*** Opening Material for the task ***
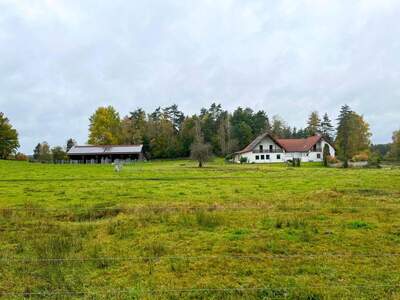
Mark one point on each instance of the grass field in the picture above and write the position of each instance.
(171, 230)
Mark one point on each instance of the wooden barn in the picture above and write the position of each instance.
(105, 153)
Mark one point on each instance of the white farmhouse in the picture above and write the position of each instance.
(267, 149)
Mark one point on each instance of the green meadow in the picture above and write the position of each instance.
(170, 230)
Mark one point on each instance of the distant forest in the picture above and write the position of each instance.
(169, 133)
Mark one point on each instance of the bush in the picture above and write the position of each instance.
(332, 159)
(362, 156)
(20, 157)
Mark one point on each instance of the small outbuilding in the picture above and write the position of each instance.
(105, 153)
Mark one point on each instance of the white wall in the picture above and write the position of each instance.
(268, 157)
(283, 157)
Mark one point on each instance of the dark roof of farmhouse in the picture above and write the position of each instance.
(105, 149)
(299, 145)
(289, 145)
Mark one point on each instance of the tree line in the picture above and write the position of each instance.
(169, 133)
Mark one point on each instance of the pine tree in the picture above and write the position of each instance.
(353, 135)
(314, 123)
(327, 128)
(342, 134)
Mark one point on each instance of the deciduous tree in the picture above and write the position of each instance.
(199, 150)
(8, 138)
(105, 127)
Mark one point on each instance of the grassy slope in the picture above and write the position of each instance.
(180, 227)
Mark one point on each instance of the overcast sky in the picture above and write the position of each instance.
(60, 60)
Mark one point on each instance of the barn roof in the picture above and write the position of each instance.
(105, 149)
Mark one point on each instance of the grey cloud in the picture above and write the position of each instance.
(62, 59)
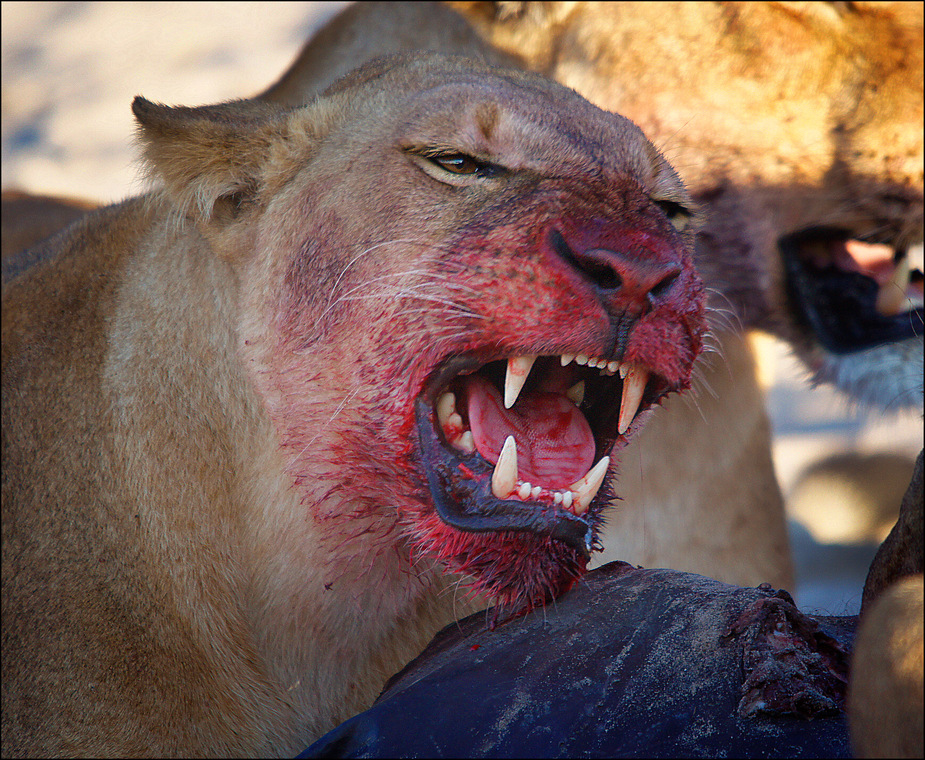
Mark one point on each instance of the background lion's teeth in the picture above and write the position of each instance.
(634, 384)
(892, 298)
(586, 488)
(504, 478)
(518, 368)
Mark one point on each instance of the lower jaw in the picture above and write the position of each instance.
(516, 571)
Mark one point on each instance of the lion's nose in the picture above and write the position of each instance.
(635, 277)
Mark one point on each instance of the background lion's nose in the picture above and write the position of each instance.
(636, 277)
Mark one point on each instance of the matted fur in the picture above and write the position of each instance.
(209, 469)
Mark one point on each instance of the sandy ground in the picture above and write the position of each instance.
(71, 69)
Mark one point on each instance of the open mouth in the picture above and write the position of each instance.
(851, 294)
(525, 443)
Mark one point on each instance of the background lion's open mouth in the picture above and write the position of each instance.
(850, 294)
(525, 443)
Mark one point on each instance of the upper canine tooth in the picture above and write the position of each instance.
(504, 478)
(518, 368)
(634, 384)
(586, 488)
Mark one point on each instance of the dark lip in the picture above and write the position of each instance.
(460, 483)
(835, 306)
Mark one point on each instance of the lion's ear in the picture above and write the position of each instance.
(212, 158)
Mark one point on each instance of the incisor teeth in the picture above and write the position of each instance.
(577, 393)
(504, 478)
(634, 384)
(892, 298)
(518, 368)
(587, 487)
(466, 442)
(446, 405)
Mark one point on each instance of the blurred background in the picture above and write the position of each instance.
(71, 69)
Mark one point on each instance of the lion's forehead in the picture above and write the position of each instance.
(532, 124)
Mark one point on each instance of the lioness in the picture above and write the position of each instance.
(797, 125)
(261, 424)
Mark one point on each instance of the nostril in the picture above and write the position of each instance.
(600, 272)
(664, 285)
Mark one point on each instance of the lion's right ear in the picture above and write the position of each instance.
(209, 154)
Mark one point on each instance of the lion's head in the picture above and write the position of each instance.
(467, 288)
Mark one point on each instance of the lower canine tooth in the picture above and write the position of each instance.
(586, 488)
(634, 385)
(504, 478)
(518, 368)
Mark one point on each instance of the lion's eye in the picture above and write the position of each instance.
(460, 163)
(679, 216)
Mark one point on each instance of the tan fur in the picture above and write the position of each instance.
(170, 587)
(727, 475)
(885, 692)
(29, 219)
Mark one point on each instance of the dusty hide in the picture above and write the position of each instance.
(631, 663)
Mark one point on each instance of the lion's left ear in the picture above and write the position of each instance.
(211, 158)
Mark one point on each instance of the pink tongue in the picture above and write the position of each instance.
(555, 446)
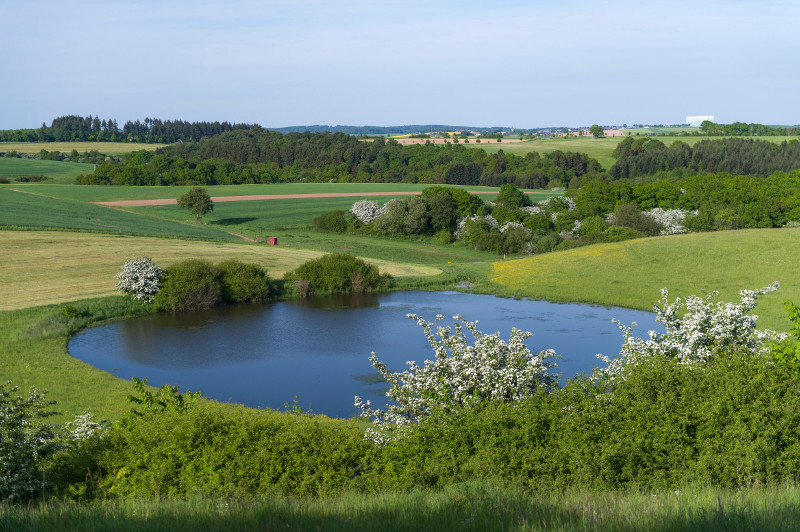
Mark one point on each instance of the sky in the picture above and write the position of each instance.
(523, 64)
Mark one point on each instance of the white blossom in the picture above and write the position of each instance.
(462, 375)
(141, 278)
(366, 210)
(671, 220)
(696, 328)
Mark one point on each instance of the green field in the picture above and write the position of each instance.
(29, 210)
(109, 148)
(112, 193)
(55, 171)
(601, 149)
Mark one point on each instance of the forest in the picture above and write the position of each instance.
(152, 130)
(261, 156)
(645, 156)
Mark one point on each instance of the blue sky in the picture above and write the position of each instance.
(301, 62)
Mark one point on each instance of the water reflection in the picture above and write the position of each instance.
(264, 355)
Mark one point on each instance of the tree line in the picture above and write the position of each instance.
(649, 156)
(152, 130)
(258, 155)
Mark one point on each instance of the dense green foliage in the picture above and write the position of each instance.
(722, 201)
(154, 130)
(733, 422)
(648, 156)
(261, 156)
(337, 273)
(740, 129)
(197, 201)
(196, 284)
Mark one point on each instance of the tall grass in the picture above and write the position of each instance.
(469, 506)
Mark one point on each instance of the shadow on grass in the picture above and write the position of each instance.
(232, 221)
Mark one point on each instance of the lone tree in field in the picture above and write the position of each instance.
(198, 201)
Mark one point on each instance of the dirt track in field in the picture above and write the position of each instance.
(222, 199)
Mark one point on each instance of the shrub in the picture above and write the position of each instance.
(243, 283)
(338, 273)
(189, 285)
(140, 278)
(462, 377)
(26, 442)
(629, 215)
(366, 210)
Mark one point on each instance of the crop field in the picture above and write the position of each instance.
(54, 171)
(109, 148)
(26, 210)
(632, 273)
(601, 149)
(71, 266)
(97, 193)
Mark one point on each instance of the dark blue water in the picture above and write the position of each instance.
(318, 350)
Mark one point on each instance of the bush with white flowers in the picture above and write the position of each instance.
(26, 442)
(366, 210)
(696, 328)
(672, 220)
(462, 376)
(140, 278)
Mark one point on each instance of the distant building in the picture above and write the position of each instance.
(695, 121)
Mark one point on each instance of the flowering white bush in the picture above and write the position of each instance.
(25, 442)
(141, 278)
(461, 376)
(516, 225)
(672, 220)
(695, 329)
(366, 210)
(83, 428)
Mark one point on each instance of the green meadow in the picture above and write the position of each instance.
(601, 149)
(58, 248)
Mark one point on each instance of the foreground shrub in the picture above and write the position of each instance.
(140, 278)
(696, 328)
(26, 442)
(338, 273)
(189, 285)
(243, 283)
(462, 377)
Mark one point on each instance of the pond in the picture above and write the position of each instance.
(318, 349)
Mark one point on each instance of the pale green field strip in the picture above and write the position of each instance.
(44, 267)
(632, 273)
(89, 193)
(601, 149)
(109, 148)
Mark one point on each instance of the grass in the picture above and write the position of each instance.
(111, 193)
(601, 149)
(470, 506)
(45, 267)
(54, 171)
(109, 148)
(631, 273)
(20, 209)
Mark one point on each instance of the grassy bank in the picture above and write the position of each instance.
(631, 273)
(472, 506)
(45, 267)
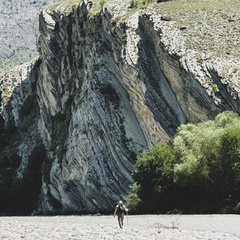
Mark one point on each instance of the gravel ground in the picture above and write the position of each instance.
(164, 227)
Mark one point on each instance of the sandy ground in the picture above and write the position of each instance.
(141, 227)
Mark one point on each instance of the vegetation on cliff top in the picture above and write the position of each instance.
(197, 172)
(64, 7)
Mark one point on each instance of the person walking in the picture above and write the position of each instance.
(120, 210)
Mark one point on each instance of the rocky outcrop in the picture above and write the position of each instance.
(106, 90)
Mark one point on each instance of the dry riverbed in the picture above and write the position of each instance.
(140, 227)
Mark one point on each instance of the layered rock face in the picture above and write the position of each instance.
(106, 90)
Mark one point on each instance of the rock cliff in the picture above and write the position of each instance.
(107, 86)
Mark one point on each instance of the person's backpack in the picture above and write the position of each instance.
(120, 209)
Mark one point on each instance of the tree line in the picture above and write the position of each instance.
(197, 171)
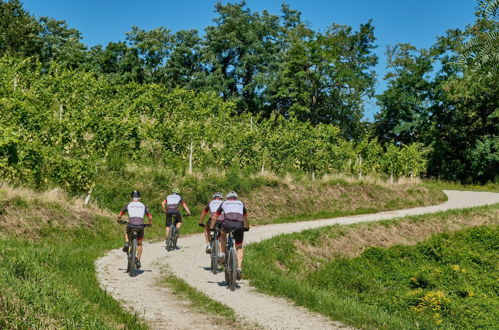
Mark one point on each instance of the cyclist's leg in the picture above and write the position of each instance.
(168, 222)
(207, 231)
(223, 242)
(239, 237)
(140, 237)
(219, 226)
(178, 220)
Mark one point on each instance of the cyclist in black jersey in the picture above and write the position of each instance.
(211, 208)
(236, 218)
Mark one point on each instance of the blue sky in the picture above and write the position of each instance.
(417, 22)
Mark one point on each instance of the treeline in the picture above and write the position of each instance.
(63, 127)
(256, 90)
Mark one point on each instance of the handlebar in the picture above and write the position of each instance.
(123, 222)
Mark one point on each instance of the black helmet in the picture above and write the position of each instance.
(231, 194)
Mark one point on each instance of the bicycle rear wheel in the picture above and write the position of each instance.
(169, 240)
(232, 269)
(175, 237)
(132, 258)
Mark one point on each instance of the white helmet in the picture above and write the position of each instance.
(231, 194)
(218, 195)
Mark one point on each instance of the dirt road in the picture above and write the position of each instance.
(162, 310)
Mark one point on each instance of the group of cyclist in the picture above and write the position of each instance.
(223, 216)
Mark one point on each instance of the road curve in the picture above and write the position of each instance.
(161, 310)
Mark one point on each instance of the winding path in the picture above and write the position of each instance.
(159, 307)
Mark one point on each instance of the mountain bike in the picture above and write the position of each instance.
(132, 248)
(215, 249)
(231, 262)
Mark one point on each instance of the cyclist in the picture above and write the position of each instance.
(235, 217)
(211, 208)
(171, 205)
(136, 211)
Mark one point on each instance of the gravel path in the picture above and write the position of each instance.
(162, 310)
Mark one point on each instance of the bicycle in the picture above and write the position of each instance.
(132, 248)
(215, 250)
(230, 262)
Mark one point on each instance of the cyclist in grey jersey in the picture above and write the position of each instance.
(136, 211)
(171, 206)
(235, 217)
(211, 208)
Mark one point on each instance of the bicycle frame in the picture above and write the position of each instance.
(230, 262)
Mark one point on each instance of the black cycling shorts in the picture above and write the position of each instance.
(218, 224)
(139, 228)
(238, 232)
(173, 214)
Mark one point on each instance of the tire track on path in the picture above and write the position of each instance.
(162, 310)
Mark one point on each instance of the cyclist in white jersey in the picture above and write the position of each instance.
(235, 217)
(171, 206)
(211, 208)
(136, 211)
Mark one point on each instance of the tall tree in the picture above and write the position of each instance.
(238, 52)
(19, 30)
(405, 105)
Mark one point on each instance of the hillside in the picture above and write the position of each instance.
(416, 272)
(49, 243)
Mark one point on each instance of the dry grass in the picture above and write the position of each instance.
(353, 240)
(26, 213)
(299, 198)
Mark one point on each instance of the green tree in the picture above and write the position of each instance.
(19, 30)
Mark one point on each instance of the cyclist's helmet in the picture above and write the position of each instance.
(231, 194)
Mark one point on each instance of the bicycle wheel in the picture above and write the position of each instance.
(133, 254)
(232, 269)
(169, 241)
(175, 237)
(214, 256)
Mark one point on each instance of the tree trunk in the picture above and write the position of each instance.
(190, 157)
(15, 81)
(87, 199)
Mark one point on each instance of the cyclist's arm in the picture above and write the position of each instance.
(215, 217)
(203, 214)
(121, 213)
(186, 208)
(245, 215)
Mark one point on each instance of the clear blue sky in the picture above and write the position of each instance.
(395, 21)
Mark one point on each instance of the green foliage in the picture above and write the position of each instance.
(65, 127)
(451, 109)
(447, 280)
(68, 295)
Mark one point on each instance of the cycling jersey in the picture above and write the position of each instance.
(233, 210)
(136, 211)
(173, 201)
(213, 207)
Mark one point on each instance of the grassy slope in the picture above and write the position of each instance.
(48, 243)
(448, 279)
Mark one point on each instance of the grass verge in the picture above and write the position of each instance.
(220, 313)
(446, 280)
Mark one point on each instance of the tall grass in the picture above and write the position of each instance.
(447, 280)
*** Closing Material for the task ***
Exercise:
Beginning at the line where "Mark one point on each instance of the cycling" appears, extract each line through the end of the data above; keep them exact and include nothing else.

Solution for this task:
Mark one point on each instance of the cycling jersey in the picture above and write the position of each instance.
(233, 210)
(136, 211)
(173, 201)
(213, 207)
Mark one point on each instance of the grassy slope in the picture above and write the position of each instance.
(48, 243)
(448, 279)
Mark one point on each instance of the grass verge in the picture above and write the position of each instance.
(220, 313)
(446, 280)
Mark one point on each instance of the tall grass in the picture above and write the position of each instance.
(447, 280)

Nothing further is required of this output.